Selected excerpt:
>>>

Re: IC (Challenge)

Ami Chopine (amka@vcode.com)
Thu, 18 Mar 1999 10:55:10 -0800

>Here's a puzzle for ID supporters: can you solve it? Proteins contain
>functional domains that must interact with each other in order for the
>protein molecule to function properly. Remove even one domain and the
>protein effectively looses its function. Would this mean that, generally
>speaking, proteins are IC? If not, why not?

They are, indeed, an example of IC.

>
>Recently, however, the technology has now made it possible for biochemists
>and molecular biologists to take different functional domains from
different
>proteins, combine them, and get functional proteins

Is this supposed to be an argument against intellegent design?

>
>The puzzle then is this: assuming that this proteinaceous chimera is IC,
>how can you get an IC structure by assembling random non-functional parts?

Were they random? And if random, did you have a particular function in mind
for the molecule produced within an intellgently designed enviroment?

This is an old argument: "See, the floor can become the base of the
moustrap." Something else can substitute for a part, but that something
else performs the same function as the substituted part.

<<<

Entries provided:
>>>

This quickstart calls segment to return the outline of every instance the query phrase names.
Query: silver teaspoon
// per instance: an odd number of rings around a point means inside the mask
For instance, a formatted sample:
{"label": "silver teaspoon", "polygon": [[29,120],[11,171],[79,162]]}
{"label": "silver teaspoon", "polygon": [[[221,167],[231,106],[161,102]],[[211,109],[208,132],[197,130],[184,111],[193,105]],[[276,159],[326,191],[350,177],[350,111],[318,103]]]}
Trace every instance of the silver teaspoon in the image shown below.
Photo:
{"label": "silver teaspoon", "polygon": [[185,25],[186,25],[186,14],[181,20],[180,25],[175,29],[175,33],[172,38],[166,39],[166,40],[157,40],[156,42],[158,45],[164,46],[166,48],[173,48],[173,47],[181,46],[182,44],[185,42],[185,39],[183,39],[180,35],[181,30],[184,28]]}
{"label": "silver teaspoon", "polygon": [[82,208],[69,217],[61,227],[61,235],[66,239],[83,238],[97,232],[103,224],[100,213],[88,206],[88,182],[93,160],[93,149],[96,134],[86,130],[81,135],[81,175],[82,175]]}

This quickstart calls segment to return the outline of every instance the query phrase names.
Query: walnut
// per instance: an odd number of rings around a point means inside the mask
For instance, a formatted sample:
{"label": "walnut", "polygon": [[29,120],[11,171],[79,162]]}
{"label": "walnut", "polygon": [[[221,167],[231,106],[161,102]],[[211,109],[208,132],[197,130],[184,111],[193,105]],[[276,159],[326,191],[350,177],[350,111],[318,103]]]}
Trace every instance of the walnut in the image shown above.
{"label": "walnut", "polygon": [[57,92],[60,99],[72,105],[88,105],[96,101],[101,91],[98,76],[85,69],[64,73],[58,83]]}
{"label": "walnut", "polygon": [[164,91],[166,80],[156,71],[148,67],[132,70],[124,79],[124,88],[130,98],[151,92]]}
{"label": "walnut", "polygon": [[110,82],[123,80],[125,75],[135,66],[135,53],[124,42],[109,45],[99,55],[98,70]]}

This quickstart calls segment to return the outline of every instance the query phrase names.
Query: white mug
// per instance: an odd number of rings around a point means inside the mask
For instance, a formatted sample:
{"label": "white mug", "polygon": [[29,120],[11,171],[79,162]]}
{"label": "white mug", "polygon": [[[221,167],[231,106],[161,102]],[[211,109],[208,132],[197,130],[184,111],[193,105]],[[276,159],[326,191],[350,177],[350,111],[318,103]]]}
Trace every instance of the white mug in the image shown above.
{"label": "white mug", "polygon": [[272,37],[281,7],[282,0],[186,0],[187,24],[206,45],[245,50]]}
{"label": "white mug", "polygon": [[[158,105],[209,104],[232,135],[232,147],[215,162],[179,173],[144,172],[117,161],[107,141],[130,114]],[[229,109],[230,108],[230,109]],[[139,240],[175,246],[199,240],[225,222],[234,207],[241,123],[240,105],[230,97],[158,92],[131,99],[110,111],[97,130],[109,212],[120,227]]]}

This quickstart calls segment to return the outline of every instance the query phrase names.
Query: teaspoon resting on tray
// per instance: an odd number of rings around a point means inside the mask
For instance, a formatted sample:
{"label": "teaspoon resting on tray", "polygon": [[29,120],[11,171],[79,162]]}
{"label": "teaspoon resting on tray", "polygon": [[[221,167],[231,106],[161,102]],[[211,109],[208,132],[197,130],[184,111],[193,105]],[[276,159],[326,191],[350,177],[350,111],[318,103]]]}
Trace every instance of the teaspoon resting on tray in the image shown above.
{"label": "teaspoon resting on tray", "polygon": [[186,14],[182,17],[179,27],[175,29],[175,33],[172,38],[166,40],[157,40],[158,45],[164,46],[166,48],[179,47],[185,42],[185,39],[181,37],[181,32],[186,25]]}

<<<

Questions on the material:
(1) Answer these questions about the IC reply:
(a) Per the quoted puzzle, what happens to a protein when even one domain is removed?
(b) What does the reply say about whether proteins are an example of IC?
(c) According to the last sentence, what does the substitute for a part perform?
(2) Rewrite the IC reply, starting with "Is this supposed" and going on through "the substituted part.", and swap "argument" for "objection" at each occurrence.
(3) Carry on the reply about IC and protein domains from the point where it stops.

Written responses:
(1)
(a) The protein effectively loses its function.
(b) They are, indeed, an example of IC.
(c) The same function as the substituted part.

(2)
Is this supposed to be an objection against intellegent design?

>
>The puzzle then is this: assuming that this proteinaceous chimera is IC,
>how can you get an IC structure by assembling random non-functional parts?

Were they random? And if random, did you have a particular function in mind
for the molecule produced within an intellgently designed enviroment?

This is an old objection: "See, the floor can become the base of the
moustrap." Something else can substitute for a part, but that something
else performs the same function as the substituted part.

(3)
Not only that, someone with a purpose substitued the floor, or domain, for
the original part.

>Or put another way, how can a functional structure that looses its function
>when even one piece is removed be made out of a random assortment of
>non-functional pieces that were never "designed" to work together in the
>first place, assuming that IC is a real concept?

In this marvelous technology you described, you described design in the very
nature of the experiment. Please give us more details to support your
assertion that this experiment, or groups of experiments, had as part of
their design, total randomness in how the molecules were rebuilt.

snip analogous argument with same question. Was it truly random, or did our
inherently intellegent behaviors affect the system?